§ **PASSAGE PROVIDED**:

+ + +

Balkinization  

Friday, March 12, 2021

Robert Jackson and the Non-Delegation Doctrine

Gerard N. Magliocca

I am working on a draft paper called "Robert Jackson's Non-Delegation Doctrine." The paper argues that Jackson thought that there was a non-delegation doctrine that applied to only congressional delegations to the President himself (as opposed to executive agencies and independent boards). I based this conclusion on two sources. First, a brief that Jackson wrote as Solicitor General in Currin v. Wallace (a 1939 case) in which he made this argument in a comprehensive fashion. Second, Jackson's concurrence in Youngstown, in which he said that Category One cases were subject to non-delegation limits, if you read the language carefully and consider what he says in Footnote Two of that opinion.

+ + +

§ **Extracted records**:
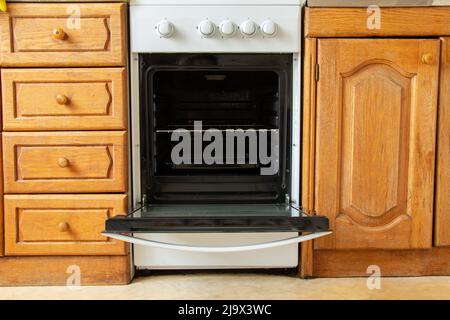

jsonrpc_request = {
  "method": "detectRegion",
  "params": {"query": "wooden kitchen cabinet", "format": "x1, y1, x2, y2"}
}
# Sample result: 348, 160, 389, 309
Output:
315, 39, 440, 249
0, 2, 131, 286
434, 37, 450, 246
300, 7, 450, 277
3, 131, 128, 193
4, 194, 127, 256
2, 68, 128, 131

+ + +

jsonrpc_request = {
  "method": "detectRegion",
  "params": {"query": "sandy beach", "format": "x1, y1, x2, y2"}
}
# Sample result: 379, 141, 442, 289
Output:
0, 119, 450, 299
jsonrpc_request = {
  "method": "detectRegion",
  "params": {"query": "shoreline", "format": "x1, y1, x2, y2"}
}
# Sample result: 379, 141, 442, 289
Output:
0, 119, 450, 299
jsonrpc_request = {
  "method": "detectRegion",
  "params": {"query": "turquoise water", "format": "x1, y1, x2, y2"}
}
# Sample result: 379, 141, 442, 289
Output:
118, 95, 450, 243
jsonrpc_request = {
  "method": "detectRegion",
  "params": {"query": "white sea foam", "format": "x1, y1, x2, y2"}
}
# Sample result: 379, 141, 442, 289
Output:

+ + +

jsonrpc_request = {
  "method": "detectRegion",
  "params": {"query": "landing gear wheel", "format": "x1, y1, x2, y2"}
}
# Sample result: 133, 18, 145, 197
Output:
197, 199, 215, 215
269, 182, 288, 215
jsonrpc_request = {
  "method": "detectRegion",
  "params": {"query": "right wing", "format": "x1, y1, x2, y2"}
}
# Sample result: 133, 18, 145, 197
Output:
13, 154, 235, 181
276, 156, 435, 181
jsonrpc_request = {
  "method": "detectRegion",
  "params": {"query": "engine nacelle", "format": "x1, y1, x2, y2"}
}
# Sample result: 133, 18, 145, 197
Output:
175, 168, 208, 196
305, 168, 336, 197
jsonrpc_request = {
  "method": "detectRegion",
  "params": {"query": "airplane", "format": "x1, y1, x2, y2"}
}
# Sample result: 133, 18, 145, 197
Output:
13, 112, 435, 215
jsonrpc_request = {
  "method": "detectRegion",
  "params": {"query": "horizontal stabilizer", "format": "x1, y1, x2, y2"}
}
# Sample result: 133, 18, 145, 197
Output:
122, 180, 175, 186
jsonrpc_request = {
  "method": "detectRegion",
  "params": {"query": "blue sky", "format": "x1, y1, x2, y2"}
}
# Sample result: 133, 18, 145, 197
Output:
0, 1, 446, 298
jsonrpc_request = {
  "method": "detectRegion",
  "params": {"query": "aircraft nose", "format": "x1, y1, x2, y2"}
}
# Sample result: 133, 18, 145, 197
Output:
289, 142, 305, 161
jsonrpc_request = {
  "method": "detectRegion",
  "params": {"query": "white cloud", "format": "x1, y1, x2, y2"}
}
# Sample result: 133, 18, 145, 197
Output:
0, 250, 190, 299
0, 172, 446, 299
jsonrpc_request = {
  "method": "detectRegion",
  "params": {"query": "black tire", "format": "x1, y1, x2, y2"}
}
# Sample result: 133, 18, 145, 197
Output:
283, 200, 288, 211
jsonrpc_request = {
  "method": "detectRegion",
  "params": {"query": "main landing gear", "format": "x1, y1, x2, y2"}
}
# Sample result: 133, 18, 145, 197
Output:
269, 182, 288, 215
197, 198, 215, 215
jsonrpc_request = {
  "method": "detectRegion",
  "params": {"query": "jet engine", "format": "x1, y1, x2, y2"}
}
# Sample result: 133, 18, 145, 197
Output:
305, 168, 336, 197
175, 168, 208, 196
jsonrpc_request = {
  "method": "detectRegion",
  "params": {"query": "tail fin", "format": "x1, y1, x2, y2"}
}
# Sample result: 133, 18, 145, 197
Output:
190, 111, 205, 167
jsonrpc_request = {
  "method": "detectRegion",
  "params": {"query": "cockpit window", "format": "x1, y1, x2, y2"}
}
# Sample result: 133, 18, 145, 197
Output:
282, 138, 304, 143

+ + +

§ **JOBS**:
1. Return the part of the blog post on Robert Jackson and the non-delegation doctrine that opens with the words containing "Balkinization" and closes with "of that opinion.".
2. Write the next part of the blog post on Robert Jackson and the non-delegation doctrine, starting after its last sentence.

§ **ANSWERS IN ORDER**:
1.
Balkinization  

Friday, March 12, 2021

Robert Jackson and the Non-Delegation Doctrine

Gerard N. Magliocca

I am working on a draft paper called "Robert Jackson's Non-Delegation Doctrine." The paper argues that Jackson thought that there was a non-delegation doctrine that applied to only congressional delegations to the President himself (as opposed to executive agencies and independent boards). I based this conclusion on two sources. First, a brief that Jackson wrote as Solicitor General in Currin v. Wallace (a 1939 case) in which he made this argument in a comprehensive fashion. Second, Jackson's concurrence in Youngstown, in which he said that Category One cases were subject to non-delegation limits, if you read the language carefully and consider what he says in Footnote Two of that opinion.

2.
Now I have a third piece of evidence--Jackson's draft of the Youngstown concurrence. Adam White, who wrote an excellent article back in 2006 about Jackson's drafts of the opinion, was kind enough to send me a scan of the early drafts. (He gets more than a hat-tip from me--more like a bow.). Here is what Jackson said in an early draft about what became Category One (I've underlined the relevant part):

"Where the President acts in accord with an express enactment or policy of Congress, he can invoke for its support the sum of his own powers plus the sum of congressional powers at their maximum. Even so, it may be found unconstitutional. See Railroad Retirement Board v. Alton R. Co., 295 U.S. 330; Panama Refining Co. v. Ryan, 293 U.S. 389; Carter v. Carter Coal Co., 239; United States v. Butler, 297 U.S. 1; Schechter Poultry Co. v. United States, 295 U.S. 495.

The inclusion of Panama Refining is especially telling here because (unlike the other cases) that holding was only about the non-delegation doctrine. Jackson emphasized in his Currin brief, though, that the case involved a delegation to the President himself (under the National Industrial Recovery Act) rather than to an agency or some other official.

Later, Jackson reformulated this section and dropped the cites to these anti-New Deal cases. In Footnote Two of the opinion, which relates to Category One cases, he instead concentrated on other examples such as Curtiss-Wright and a fascinating opinion by Augustus Hand in the Second Circuit. Still, he made clear that the President could exercise only "all that Congress may delegate" and that there were "strict limits" on Congress's ability to delegate power over domestic affairs to the President himself.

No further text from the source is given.